--- TASK INSTRUCTIONS ---
For the entries below, the expected answer is the line with "TARGET = flat roof building", the line with "PLACE = a dot on each instance of the sky", and every line between them, exactly as written, and nothing more.

··· EXTRACTED INFORMATION

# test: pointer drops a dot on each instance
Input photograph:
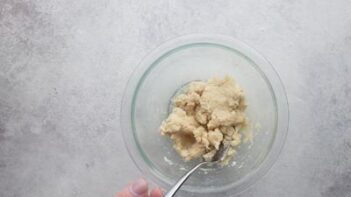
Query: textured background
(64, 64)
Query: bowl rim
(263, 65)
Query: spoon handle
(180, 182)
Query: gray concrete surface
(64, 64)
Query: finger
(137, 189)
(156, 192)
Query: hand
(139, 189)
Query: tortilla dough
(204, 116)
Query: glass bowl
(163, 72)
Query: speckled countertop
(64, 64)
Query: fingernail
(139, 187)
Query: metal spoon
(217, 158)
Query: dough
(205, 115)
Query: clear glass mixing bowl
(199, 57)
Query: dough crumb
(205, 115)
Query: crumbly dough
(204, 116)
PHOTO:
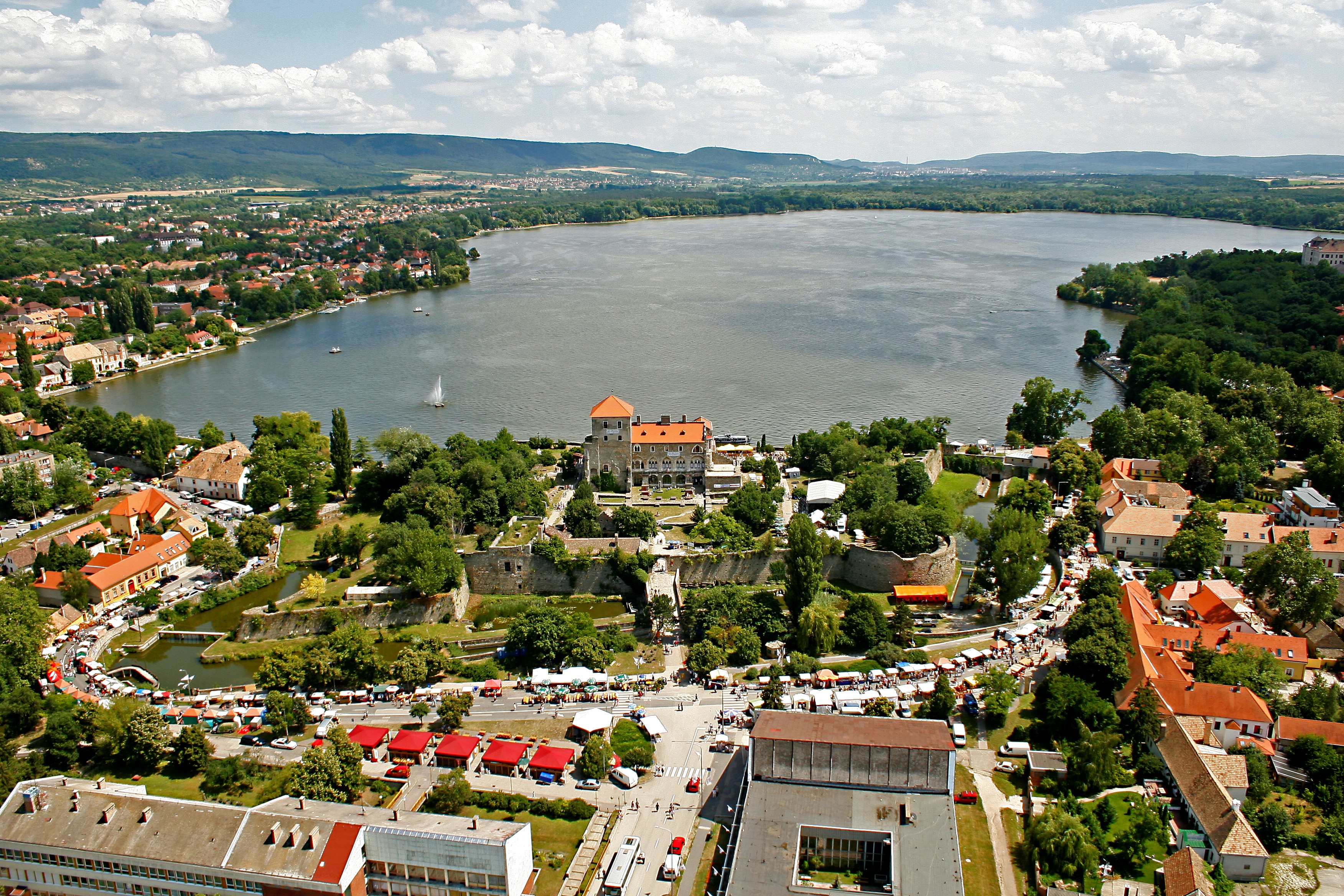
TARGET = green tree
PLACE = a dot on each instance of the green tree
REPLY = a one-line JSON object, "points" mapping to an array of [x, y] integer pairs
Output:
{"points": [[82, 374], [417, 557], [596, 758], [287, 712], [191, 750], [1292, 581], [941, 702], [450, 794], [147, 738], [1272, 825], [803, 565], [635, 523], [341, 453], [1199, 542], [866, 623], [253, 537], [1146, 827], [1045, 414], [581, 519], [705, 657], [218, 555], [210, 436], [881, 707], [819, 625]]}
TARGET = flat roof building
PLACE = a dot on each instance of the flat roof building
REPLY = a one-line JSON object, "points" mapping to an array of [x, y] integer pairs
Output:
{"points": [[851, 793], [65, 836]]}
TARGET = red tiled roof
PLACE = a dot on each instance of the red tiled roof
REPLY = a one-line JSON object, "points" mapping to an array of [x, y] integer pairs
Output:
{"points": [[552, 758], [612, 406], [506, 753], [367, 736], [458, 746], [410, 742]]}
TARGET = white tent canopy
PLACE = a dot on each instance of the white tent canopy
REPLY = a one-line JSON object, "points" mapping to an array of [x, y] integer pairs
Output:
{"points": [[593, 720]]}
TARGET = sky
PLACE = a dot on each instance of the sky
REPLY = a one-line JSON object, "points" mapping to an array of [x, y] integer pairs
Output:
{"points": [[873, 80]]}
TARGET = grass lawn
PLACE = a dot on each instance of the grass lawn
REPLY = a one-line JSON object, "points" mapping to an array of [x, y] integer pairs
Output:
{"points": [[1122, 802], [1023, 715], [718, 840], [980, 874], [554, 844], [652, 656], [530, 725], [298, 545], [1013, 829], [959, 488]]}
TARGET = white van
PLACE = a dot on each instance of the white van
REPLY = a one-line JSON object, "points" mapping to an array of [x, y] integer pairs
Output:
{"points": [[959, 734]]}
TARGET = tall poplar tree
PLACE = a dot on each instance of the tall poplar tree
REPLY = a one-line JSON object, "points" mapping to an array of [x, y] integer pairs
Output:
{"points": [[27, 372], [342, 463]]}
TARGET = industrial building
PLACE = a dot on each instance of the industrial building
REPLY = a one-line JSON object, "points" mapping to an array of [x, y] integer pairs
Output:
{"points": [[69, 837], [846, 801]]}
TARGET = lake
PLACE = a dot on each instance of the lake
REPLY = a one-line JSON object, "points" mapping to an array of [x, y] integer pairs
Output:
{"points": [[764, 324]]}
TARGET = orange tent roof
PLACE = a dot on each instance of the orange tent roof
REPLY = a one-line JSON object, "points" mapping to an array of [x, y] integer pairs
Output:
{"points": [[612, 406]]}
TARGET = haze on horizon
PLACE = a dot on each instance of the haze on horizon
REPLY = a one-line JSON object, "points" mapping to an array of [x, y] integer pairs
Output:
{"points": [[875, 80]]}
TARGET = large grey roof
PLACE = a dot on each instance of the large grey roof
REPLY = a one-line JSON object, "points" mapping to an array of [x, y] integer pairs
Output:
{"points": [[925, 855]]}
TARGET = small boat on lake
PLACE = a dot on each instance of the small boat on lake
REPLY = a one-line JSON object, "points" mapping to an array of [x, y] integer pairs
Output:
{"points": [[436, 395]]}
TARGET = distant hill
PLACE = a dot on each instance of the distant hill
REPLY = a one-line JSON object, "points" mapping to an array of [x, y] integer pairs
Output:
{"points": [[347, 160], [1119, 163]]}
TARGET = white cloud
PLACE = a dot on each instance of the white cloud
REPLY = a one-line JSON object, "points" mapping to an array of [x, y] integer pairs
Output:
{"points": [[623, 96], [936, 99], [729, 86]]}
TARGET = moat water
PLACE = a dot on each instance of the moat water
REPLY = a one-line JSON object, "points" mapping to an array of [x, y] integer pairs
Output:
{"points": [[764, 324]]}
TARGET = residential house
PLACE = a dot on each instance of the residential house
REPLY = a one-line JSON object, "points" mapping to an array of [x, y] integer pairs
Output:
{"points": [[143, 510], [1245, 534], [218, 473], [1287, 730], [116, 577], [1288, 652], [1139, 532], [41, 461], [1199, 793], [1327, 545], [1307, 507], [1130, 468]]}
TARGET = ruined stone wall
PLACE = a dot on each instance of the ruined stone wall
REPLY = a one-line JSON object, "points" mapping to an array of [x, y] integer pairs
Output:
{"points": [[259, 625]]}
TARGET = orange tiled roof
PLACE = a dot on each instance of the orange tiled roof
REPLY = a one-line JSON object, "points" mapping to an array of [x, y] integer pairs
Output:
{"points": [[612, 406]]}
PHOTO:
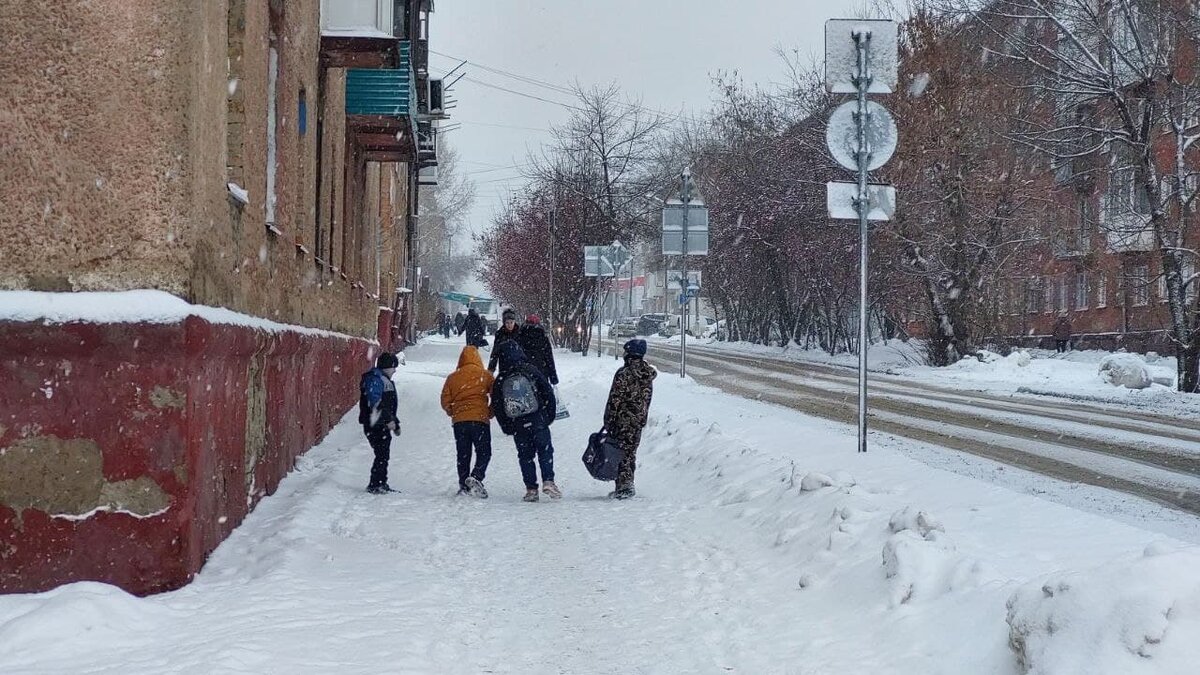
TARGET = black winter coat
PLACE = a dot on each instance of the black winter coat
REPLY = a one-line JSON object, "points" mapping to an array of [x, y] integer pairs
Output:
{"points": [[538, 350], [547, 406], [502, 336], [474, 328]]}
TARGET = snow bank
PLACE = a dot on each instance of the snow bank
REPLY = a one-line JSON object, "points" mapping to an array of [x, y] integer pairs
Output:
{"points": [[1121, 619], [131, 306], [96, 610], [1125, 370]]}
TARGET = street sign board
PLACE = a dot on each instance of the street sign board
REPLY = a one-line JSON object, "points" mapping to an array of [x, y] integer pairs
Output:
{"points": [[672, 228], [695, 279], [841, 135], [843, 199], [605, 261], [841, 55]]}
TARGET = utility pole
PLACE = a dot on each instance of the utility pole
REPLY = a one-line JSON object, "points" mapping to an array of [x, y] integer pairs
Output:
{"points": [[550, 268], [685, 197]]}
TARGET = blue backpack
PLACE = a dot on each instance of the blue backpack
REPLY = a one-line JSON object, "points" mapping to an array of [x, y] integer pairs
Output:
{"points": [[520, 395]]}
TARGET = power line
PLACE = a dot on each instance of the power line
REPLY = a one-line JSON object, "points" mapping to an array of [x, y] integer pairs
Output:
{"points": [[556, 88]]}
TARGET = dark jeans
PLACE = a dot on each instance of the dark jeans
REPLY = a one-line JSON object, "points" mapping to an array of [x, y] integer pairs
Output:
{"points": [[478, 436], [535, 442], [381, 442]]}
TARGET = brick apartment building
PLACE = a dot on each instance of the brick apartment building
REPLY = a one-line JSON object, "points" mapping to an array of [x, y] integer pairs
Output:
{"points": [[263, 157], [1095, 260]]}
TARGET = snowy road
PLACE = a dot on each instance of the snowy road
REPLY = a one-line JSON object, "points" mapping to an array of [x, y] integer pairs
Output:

······

--- OUTPUT OF THE EXERCISE ---
TARGET = flat roof building
PLACE = a dot on each instance of the flat roof building
REPLY = a one-line JSON object, "points" mapping to an array of [x, y] integer pairs
Output:
{"points": [[851, 793], [65, 836]]}
TARGET = red tiled roof
PLACE = a dot on each instance of the red tiled roof
REPLY = a one-line JSON object, "points" mapping to an array of [x, y] integer pairs
Output:
{"points": [[552, 758], [612, 406], [506, 753], [367, 736], [458, 746], [410, 742]]}
TARGET = white tent canopy
PLACE = a dot on each instance of the white tent canopy
REPLY = a one-line JSON object, "points" mapping to an array of [x, y] integer pairs
Output:
{"points": [[593, 720]]}
TARGET = sky
PLACE = a dot on each instance of the sky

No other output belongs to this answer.